* Görev Tanımı:
Aşağıdaki cebri icra metninde "Cüzi icrayı da" sözlerinden başlayıp "icara takibi denir." sözlerine kadar uzanan bölümün tamamını, hiçbir değişiklik yapmadan yazın.

----- Kaynak Metin Alıntısı

Cebir, zor
kullanma anlamına gelmektedir. Kişinin, kendi isteğine aykırı olarak bir şeyi
yapmaya veya yapmamaya zorlanmasıdır. Cebri icra ise, kendi rızalarıyla
borçlarını ödemeyen kişilere, devlet eliyle zor kullanmayı ve bunun sonucunda
borçlarını ödemelerinin sağlanmasını ifade eder.
Bizim hukuk
sistemimizde cebri icrayı temel olarak ikiye ayırmak mümkündür. Bunlar; cüzi
icra ve külli icradır. Cüzi icra, dar anlamda icra hukukunu karşılarken, külli
icra iflas hukukunu karşılamaktadır.
A. CÜZÎ İCRA
Cüzi icrada,
borçlunun karşısında, sadece borçlu aleyhine icra yoluyla takip yapmış olan bir
veya birkaç alacaklı vardır. Alacaklının yapmış olduğu icra takibi
kesinleşince, borçlunun, sadece borcuna yetecek miktardaki malı haczedilir ve
bunlar satılır; satış sonucu elde edilen paradan alacaklının alacağı ödenir.
Cüzi icrayı da
kendi içinde alt başlıklara ayırabiliriz:
1.İlâmlı İcra
Mahkeme
kararının davanın taraflarına verilen ve mahkemece onaylanmış olan suretine
ilâm denir. İşte mahkeme kararına (ilama) dayanarak, yapılan takibe ilâmlı
icara takibi denir.
Alacaklı, her
türlü alacağı için ilamlı icra yoluna başvurabilir. İlamlı icra yoluna
başvurabilmenin ön şartı alacaklının elinde bir ilamın olmasıdır.

----------
----- Satır Alıntıları

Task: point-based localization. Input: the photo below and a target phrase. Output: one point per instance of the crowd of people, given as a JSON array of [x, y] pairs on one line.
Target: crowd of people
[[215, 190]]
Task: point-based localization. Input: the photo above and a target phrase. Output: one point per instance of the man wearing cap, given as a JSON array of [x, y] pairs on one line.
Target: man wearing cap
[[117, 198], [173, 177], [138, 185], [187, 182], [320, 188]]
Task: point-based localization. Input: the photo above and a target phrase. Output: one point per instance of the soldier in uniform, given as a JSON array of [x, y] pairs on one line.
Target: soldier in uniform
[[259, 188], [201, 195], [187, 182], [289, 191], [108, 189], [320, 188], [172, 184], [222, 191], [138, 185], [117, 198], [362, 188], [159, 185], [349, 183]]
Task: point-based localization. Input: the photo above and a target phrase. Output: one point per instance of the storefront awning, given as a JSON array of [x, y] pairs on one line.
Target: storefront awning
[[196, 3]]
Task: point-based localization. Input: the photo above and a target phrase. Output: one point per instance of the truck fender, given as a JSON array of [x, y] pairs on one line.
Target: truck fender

----------
----- Satır Alıntıları

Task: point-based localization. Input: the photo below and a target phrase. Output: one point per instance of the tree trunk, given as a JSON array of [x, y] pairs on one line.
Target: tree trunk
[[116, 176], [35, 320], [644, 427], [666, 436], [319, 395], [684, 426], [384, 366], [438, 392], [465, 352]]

----------

* Eksiksiz Yanıt:
Cüzi icrayı da
kendi içinde alt başlıklara ayırabiliriz:
1.İlâmlı İcra
Mahkeme
kararının davanın taraflarına verilen ve mahkemece onaylanmış olan suretine
ilâm denir. İşte mahkeme kararına (ilama) dayanarak, yapılan takibe ilâmlı
icara takibi denir.